[THE REQUEST] Add 100 to every box coordinate in the answers of the items from the line containing "What to find: black jacket" through the line containing "[83,106,115,138]", and rewrite only those lines, with the requests left as they are.

--- Start RAW DATA ---

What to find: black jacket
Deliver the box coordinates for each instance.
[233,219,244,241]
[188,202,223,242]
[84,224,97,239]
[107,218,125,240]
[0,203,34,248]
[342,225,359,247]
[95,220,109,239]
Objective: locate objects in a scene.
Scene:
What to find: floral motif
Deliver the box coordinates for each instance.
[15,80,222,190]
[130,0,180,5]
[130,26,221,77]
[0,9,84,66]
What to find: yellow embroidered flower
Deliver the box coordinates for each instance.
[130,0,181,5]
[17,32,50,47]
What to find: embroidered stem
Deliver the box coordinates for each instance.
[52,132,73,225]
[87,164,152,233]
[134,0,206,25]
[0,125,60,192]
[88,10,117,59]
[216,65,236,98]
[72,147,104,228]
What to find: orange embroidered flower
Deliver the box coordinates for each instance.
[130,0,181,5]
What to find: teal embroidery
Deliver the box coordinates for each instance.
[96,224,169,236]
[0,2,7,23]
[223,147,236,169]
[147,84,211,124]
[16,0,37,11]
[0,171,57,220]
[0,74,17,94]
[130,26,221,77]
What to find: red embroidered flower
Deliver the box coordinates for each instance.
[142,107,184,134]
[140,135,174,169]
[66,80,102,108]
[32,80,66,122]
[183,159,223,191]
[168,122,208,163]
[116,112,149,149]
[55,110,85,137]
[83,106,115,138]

--- End RAW DATA ---
--- Start RAW DATA ---

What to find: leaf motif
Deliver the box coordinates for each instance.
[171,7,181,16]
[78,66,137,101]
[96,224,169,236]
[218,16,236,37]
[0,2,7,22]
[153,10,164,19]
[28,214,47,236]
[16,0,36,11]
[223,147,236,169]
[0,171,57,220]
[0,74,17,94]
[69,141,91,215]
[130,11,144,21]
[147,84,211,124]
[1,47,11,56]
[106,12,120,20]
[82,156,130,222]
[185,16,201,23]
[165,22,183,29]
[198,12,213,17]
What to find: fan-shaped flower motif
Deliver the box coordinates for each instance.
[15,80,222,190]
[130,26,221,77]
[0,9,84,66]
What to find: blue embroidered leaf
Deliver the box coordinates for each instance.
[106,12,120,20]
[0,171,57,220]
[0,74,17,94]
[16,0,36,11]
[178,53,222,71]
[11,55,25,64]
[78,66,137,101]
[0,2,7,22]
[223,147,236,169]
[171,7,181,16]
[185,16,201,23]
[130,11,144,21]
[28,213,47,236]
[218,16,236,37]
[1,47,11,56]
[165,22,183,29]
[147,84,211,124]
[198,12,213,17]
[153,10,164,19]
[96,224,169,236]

--- End RAW DATA ---
--- Start RAW DATA ---

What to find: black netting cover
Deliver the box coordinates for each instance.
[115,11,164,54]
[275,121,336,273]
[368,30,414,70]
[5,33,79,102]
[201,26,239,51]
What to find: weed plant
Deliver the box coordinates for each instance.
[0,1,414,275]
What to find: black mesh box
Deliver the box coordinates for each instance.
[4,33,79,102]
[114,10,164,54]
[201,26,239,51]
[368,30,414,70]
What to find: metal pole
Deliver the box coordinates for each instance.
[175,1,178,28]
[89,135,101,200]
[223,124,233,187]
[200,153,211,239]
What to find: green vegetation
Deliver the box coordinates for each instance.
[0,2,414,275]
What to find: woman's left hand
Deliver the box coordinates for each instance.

--- End RAW DATA ---

[TASK SOLUTION]
What to find: black jacket
Deliver the box coordinates for each instance.
[333,319,344,341]
[288,302,323,342]
[184,324,197,339]
[207,318,225,340]
[100,303,134,348]
[442,325,459,347]
[195,320,209,339]
Objective: locate objects in a scene.
Scene:
What to find: floral motif
Deliver the box coordinates for each instance.
[115,180,322,290]
[230,100,280,105]
[230,126,321,177]
[100,109,184,166]
What to find: yellow embroidered flower
Deliver the box coordinates for each instance.
[230,100,281,105]
[117,132,150,147]
What to find: embroidered stem
Deliver the box coordinates for each instance.
[152,232,173,325]
[187,264,252,333]
[234,100,306,125]
[100,225,160,292]
[188,110,217,159]
[316,165,336,198]
[172,247,204,328]
What to find: orange embroidered flower
Deliver the box coordinates for each instance.
[230,100,281,105]
What to find: teal embroidery
Deliver the box coordinates for each instance.
[196,324,269,336]
[100,102,107,123]
[323,247,336,269]
[247,184,311,224]
[116,100,137,111]
[100,271,157,320]
[100,174,117,194]
[230,126,321,177]
What to find: red embroidered flower
Deliver the box coordinates for each instance.
[242,207,284,234]
[240,235,274,269]
[166,180,202,208]
[132,180,166,222]
[283,259,323,291]
[268,222,308,263]
[216,212,249,249]
[155,210,185,237]
[183,206,215,238]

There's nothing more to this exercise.